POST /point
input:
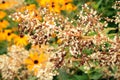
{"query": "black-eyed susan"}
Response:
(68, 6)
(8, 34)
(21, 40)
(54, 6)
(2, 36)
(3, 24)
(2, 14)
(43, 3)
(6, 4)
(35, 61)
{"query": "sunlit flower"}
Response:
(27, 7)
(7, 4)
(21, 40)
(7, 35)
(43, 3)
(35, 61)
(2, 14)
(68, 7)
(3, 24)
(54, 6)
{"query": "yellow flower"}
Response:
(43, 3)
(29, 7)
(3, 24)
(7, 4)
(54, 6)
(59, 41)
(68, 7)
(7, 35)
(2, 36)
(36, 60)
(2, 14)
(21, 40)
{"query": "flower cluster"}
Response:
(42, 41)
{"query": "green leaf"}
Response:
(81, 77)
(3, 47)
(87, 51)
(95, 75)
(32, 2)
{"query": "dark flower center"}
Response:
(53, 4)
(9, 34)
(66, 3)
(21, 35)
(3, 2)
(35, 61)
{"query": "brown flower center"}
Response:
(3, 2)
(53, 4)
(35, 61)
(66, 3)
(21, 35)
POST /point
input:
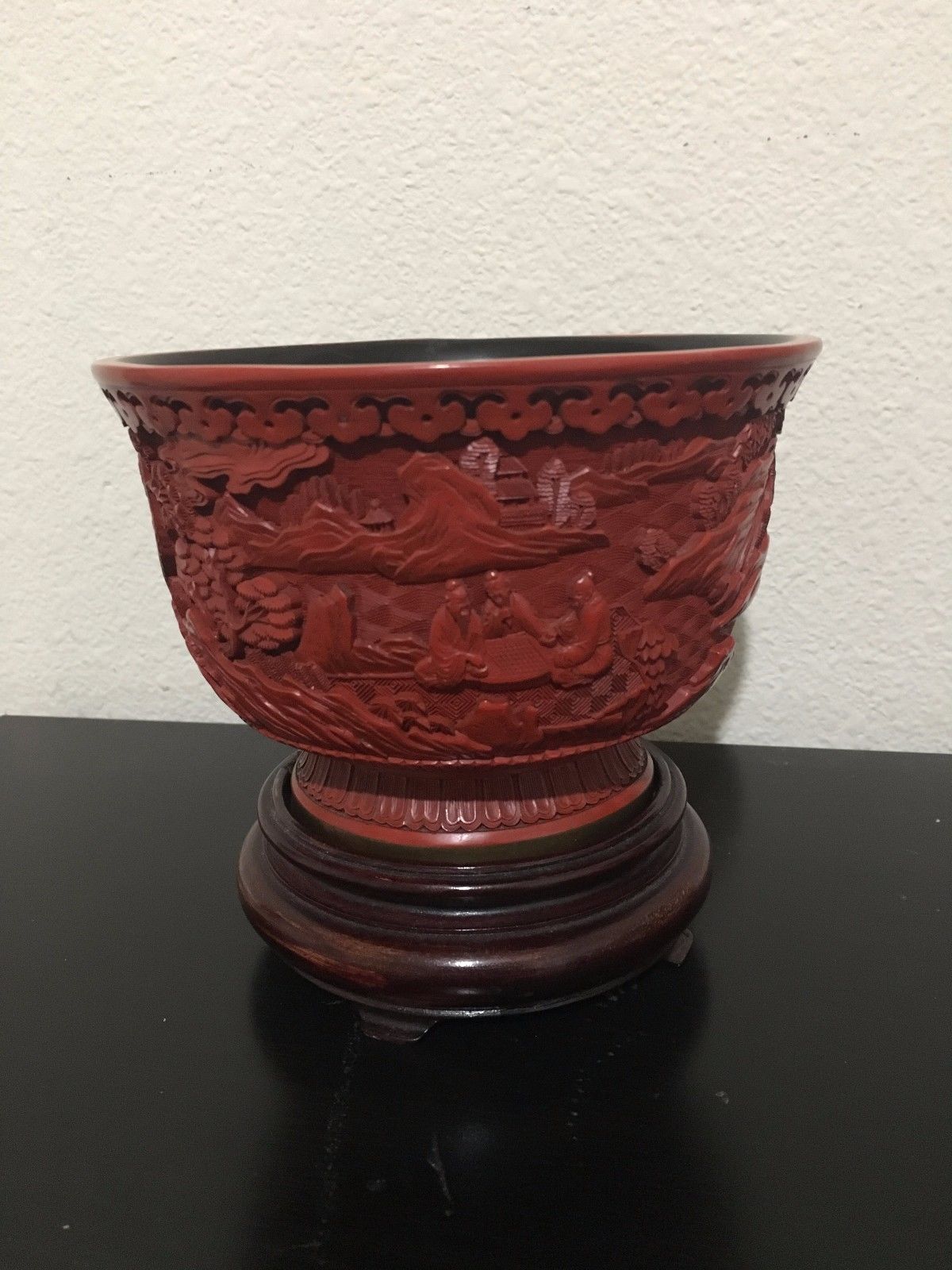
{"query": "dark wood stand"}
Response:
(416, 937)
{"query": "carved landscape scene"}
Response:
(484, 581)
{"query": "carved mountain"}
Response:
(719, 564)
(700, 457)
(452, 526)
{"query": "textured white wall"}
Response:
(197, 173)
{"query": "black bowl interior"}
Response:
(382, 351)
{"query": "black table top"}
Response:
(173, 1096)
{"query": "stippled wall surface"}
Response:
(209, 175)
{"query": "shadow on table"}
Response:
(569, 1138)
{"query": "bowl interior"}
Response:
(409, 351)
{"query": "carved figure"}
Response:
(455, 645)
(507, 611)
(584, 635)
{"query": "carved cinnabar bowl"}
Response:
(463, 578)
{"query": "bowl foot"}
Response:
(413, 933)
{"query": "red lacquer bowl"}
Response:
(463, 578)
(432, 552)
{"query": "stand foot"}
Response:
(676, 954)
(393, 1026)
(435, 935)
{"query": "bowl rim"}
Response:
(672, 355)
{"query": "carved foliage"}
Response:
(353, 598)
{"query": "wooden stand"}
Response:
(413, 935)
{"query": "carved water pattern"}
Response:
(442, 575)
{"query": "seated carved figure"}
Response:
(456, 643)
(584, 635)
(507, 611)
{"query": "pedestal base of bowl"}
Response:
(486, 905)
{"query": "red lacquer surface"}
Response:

- ACTION ITEM -
Return the preceding entries exactly, each word as given, but leave out any picture.

- EXERCISE RESULT -
POST /point
input:
{"query": "black-eyed susan"}
Response:
(68, 6)
(8, 34)
(21, 40)
(54, 6)
(2, 36)
(3, 24)
(2, 14)
(43, 3)
(6, 4)
(35, 61)
{"query": "sunlit flower"}
Response:
(27, 7)
(7, 4)
(21, 40)
(7, 35)
(43, 3)
(35, 61)
(2, 14)
(68, 7)
(3, 24)
(54, 6)
{"query": "yellow flower"}
Response:
(43, 3)
(29, 7)
(3, 24)
(7, 4)
(54, 6)
(59, 41)
(68, 7)
(7, 35)
(2, 36)
(36, 60)
(2, 14)
(21, 40)
{"query": "flower cluster"}
Response:
(42, 41)
{"query": "green leaf"}
Response:
(81, 77)
(3, 47)
(87, 51)
(95, 75)
(32, 2)
{"query": "dark flower center"}
Response:
(53, 4)
(9, 34)
(66, 3)
(21, 35)
(3, 2)
(35, 61)
{"query": "brown flower center"}
Response:
(3, 2)
(53, 4)
(35, 61)
(66, 3)
(21, 35)
POST /point
input:
{"query": "dark wood stand"}
Response:
(416, 937)
{"query": "carved landscape scene"}
Response:
(484, 581)
{"query": "carved mountain"}
Response:
(719, 564)
(700, 457)
(452, 526)
{"query": "textured white wall"}
Response:
(197, 173)
{"query": "black bowl interior"}
Response:
(382, 351)
{"query": "black table top"}
Response:
(173, 1096)
{"query": "stippled wall surface"}
Response:
(209, 175)
{"query": "shadow on table"}
Response:
(569, 1138)
{"query": "bowl interior"}
Response:
(409, 351)
{"query": "carved figure"}
Response:
(455, 645)
(507, 611)
(584, 635)
{"query": "carved cinnabar bowl"}
Response:
(463, 578)
{"query": "bowl foot"}
Response:
(413, 933)
{"query": "red lacquer bowl"}
Response:
(463, 578)
(432, 552)
{"query": "stand foot"}
Response:
(676, 954)
(393, 1026)
(435, 935)
{"query": "bowl rim"}
Response:
(672, 355)
{"query": "carved foliage"}
Response:
(353, 598)
{"query": "wooden stand"}
Response:
(413, 935)
{"query": "carved water pattern"}
Response:
(442, 575)
{"query": "seated carved figure"}
Response:
(456, 643)
(584, 635)
(507, 611)
{"query": "pedestal base of bowl"}
Response:
(486, 905)
{"query": "red lacquer surface"}
Response:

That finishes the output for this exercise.